Your answer should be the exact lines of the data below from the one containing "Scan the screenshot above and identify where the hazmat" through the one containing "Scan the screenshot above and identify where the kneeling"; please include nothing else.

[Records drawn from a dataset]
↓
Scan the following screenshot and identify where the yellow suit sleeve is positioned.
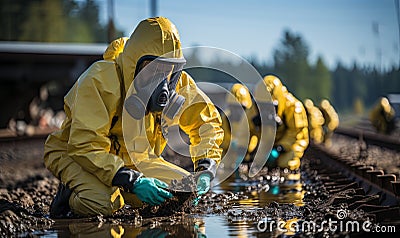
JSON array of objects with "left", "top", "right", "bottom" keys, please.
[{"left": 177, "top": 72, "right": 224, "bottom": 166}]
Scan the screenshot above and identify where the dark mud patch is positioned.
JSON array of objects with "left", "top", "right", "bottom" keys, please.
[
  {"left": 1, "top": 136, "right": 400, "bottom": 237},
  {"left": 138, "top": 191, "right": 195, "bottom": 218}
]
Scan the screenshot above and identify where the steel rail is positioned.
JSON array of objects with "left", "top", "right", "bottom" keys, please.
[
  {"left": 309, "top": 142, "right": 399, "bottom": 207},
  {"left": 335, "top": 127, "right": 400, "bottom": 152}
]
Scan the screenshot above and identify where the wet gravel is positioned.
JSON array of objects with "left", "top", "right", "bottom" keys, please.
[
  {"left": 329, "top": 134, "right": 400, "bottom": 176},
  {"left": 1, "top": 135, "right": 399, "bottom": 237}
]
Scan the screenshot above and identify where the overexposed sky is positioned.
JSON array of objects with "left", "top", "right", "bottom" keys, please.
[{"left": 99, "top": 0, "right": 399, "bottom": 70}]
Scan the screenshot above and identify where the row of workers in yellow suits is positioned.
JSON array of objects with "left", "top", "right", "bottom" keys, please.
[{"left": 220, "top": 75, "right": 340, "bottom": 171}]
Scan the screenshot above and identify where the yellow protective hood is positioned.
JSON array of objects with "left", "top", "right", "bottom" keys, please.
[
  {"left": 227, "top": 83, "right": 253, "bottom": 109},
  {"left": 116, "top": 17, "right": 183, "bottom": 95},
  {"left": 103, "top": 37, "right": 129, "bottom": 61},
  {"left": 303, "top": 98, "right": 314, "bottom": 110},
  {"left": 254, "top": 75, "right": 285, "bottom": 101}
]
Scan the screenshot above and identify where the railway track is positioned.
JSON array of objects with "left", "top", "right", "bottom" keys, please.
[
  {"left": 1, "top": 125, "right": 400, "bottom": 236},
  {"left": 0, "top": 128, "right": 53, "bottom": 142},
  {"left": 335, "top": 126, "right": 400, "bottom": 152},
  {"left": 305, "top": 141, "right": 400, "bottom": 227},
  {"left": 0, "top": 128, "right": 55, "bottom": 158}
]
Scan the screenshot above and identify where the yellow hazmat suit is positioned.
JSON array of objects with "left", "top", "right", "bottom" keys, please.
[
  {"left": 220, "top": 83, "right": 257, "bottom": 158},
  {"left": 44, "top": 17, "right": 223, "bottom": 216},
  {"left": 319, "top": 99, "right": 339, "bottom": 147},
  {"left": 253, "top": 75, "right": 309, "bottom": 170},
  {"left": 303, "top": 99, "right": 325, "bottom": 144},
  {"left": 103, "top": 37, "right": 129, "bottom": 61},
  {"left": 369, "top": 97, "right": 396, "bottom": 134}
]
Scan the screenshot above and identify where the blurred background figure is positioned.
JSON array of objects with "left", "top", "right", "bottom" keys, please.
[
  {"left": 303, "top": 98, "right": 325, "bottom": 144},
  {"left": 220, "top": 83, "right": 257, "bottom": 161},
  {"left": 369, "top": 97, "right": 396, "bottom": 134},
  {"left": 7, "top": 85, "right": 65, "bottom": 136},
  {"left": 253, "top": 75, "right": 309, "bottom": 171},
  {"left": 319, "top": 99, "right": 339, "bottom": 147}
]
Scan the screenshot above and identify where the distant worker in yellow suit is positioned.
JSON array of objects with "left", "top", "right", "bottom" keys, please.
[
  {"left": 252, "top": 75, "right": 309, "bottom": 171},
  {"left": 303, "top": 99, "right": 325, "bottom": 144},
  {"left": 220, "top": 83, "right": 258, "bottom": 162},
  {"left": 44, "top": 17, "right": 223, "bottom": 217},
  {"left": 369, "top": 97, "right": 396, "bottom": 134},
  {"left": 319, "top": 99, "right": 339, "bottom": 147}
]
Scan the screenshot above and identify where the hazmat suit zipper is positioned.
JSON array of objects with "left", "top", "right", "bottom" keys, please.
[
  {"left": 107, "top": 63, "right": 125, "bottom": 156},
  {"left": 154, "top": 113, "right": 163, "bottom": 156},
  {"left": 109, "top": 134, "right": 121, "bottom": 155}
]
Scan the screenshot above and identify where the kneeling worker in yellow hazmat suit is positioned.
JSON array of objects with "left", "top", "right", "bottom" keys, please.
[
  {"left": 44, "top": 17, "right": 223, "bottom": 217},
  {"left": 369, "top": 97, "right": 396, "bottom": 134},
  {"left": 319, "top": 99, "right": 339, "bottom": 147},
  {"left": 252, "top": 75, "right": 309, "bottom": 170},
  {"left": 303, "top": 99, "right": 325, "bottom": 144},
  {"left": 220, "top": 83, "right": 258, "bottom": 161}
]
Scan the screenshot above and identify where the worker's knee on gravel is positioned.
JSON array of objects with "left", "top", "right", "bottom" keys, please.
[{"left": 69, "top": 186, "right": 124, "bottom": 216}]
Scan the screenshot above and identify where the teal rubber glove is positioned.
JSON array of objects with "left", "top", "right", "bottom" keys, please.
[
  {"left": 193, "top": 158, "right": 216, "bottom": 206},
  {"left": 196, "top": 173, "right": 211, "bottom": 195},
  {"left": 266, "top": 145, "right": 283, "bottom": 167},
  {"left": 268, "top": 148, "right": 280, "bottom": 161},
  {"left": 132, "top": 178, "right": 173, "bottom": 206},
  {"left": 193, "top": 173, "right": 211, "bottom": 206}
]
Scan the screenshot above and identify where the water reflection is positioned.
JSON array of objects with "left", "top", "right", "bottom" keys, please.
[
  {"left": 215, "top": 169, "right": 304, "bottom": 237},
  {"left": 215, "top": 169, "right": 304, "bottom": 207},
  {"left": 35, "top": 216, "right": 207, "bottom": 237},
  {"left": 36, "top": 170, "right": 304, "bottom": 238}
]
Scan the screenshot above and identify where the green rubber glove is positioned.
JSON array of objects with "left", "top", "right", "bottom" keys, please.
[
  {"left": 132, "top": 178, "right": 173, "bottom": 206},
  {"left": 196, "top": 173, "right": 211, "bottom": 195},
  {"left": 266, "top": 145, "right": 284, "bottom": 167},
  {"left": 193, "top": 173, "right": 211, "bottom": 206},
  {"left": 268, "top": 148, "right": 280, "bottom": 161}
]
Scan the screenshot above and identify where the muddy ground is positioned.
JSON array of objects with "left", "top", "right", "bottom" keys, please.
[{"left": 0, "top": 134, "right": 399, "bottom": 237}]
↑
↓
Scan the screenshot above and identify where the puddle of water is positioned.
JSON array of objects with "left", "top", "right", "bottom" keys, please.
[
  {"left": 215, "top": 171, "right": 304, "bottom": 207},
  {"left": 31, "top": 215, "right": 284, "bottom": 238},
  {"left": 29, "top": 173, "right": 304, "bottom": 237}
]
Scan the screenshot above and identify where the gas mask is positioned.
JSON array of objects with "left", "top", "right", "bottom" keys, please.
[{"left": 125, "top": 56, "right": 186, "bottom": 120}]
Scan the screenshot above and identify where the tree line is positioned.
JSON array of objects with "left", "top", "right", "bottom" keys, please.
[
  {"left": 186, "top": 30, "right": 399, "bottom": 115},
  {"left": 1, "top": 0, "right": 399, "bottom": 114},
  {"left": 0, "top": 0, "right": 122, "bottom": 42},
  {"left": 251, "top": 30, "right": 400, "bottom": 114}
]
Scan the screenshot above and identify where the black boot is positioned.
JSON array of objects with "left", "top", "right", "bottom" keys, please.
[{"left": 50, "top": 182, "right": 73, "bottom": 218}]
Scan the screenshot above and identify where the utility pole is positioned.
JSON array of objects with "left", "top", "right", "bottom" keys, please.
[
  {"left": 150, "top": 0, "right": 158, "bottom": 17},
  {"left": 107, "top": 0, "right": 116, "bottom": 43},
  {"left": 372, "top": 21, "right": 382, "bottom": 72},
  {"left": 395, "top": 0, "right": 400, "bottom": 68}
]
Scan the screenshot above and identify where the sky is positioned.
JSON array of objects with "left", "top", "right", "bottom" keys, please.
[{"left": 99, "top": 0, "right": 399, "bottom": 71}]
↑
Output —
Scan the screenshot above and identify where the hazmat suit zipper is positioned.
JSON array of objects with "left", "top", "right", "bottom" keys, please.
[
  {"left": 107, "top": 63, "right": 125, "bottom": 156},
  {"left": 154, "top": 113, "right": 163, "bottom": 156},
  {"left": 109, "top": 134, "right": 121, "bottom": 155}
]
Scan the screenshot above and identify where the kneeling worker in yellow hazmat suit is positioned.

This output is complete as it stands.